To do -
- a) Answer each question from the Snowflake Semantic View notebook:
(i) Which sample data does the notebook use?
(ii) What name is given to the semantic view defined in Step 2?
(iii) Which synonyms are listed for the CUSTOMER table?
- b) Write a continuation of the Snowflake Semantic View notebook, picking up right after its final line.

# Getting Started with Snowflake Semantic View

This notebook guides you through setting up and querying a Snowflake Semantic View using TPC-DS sample data. You will learn how to:

1.  Create a new database and schema.
2.  Create views from existing sample data tables.
3.  Define a Semantic View to simplify data analysis.
4.  Query the Semantic View.
5.  Explore the Semantic View in Cortex Analyst.

Let's get started!

## Step 1: Verify your Environment Setup

Before proceeding, let's ensure our warehouse, database, and schema are correctly set, and then list the views we just created.

In [None]:
-- Select the warehouse, database, and schema
USE DATABASE <mdt3_default_database##>;          --change this
USE SCHEMA default_schema;              

-- Show all views in the current schema to verify creation
SHOW VIEWS;

## Step 2: Define the Semantic View

Now, we'll define our `TPCDS_SEMANTIC_VIEW_SM` semantic view. This view will establish relationships between our tables, define facts (measures), and dimensions (attributes), making it easier to query and analyze our data without complex joins.

In [None]:
use role accountadmin;

-- Create or replace the semantic view named TPCDS_SEMANTIC_VIEW_SM
CREATE OR REPLACE SEMANTIC VIEW TPCDS_SEMANTIC_VIEW_SM
	tables (
		CUSTOMER PRIMARY KEY (C_CUSTOMER_SK)
                 with synonyms('BUYER', 'PURCHASER', 'CLIENT', 'CONSUMER')
                 comment = 'This table stores customer demographic information, specifically the birth year and country of origin, uniquely identified by a customer identifier (C_CUSTOMER_SK).',
		DATE AS DATE_DIM PRIMARY KEY (D_DATE_SK) 
                 with synonyms('calendar', 'date_reference')
                 comment = 'This table stores a dimension of dates, providing a single row for each date, with corresponding surrogate key, month of year, week sequence, and year, to support date-based analysis and reporting in a data warehouse or business intelligence environment',
		DEMO AS CUSTOMER_DEMOGRAPHICS PRIMARY KEY (CD_DEMO_SK)
                 with synonyms('client_data', 'demographic_data')

Data block -

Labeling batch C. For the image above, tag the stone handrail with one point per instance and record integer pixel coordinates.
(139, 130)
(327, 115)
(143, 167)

Results for the exercise -
- a)
(i) TPC-DS sample data.
(ii) TPCDS_SEMANTIC_VIEW_SM.
(iii) BUYER, PURCHASER, CLIENT, and CONSUMER.

- b)
                 comment = 'This table stores demographic information about customers, including a unique demographic key, credit rating, and marital status.',
		ITEM PRIMARY KEY (I_ITEM_SK)
                 with synonyms('product', 'merchandise', 'goods', 'commodity')
                 comment = 'This table stores information about individual items in an inventory, including the brand, category, and class of the item, as well as its unique identifier (I_ITEM_SK), wholesale cost, and current selling price.',
		STORE PRIMARY KEY (S_STORE_SK)
                 with synonyms('retail_store', 'shop', 'retail_outlet', 'market_store')
                 comment = 'This table stores information about retail stores, including their market identification, floor space, location (state and country), unique store identifier, and tax percentage applicable to the store.',
		STORESALES as STORE_SALES PRIMARY KEY (SS_STORE_SK)
                 with synonyms('store_sales', 'sales_data', 'store_revenue')
                 comment = 'This table captures sales data for a retail store, including demographic information about the customer, the item sold, the date of sale, the store location, the sales price, and the quantity sold.'
	)
	relationships (
		SALESTOCUSTOMER as STORESALES(SS_CUSTOMER_SK) references CUSTOMER(C_CUSTOMER_SK),
		SALESTODATE as STORESALES(SS_SOLD_DATE_SK) references DATE(D_DATE_SK),
		SALESTODEMO as STORESALES(SS_CDEMO_SK) references DEMO(CD_DEMO_SK),
		SALESTOITEM as STORESALES(SS_ITEM_SK) references ITEM(I_ITEM_SK),
		SALETOSTORE as STORESALES(SS_STORE_SK) references STORE(S_STORE_SK)
	)
	facts (
		ITEM.COST as I_WHOLESALE_COST
                 with synonyms('price', 'bulk_cost', 'item_cost')
                 comment = 'The wholesale cost of an item, representing the price at which the item is purchased from the supplier.',
		ITEM.PRICE as i_current_price
                 with synonyms('current_cost', 'current_value', 'item_price')
                 comment = 'The current price of an item.',
		STORE.TAX_RATE as S_TAX_PRECENTAGE
                 with synonyms('tax_rate', 'tax_percent', 'vat_rate')
                 comment = 'The percentage of sales tax applied to transactions at each store location.',
        STORESALES.SALES_QUANTITY as SS_QUANTITY
                 with synonyms('item_count', 'quantity_sold', 'product_quantity')
                 comment = 'The quantity of items sold in a single transaction at the store.'
	)
    dimensions (
		CUSTOMER.BIRTHYEAR as C_BIRTH_YEAR
                 with synonyms('birth_year', 'year_of_birth')
                 comment = 'The year in which the customer was born',
		CUSTOMER.COUNTRY as C_BIRTH_COUNTRY
                 with synonyms('nationality', 'native_country')
                 comment = 'The country where the customer was born',
		CUSTOMER.C_CUSTOMER_SK as c_customer_sk
                 with synonyms('customer_id', 'customer_key', 'customer_number')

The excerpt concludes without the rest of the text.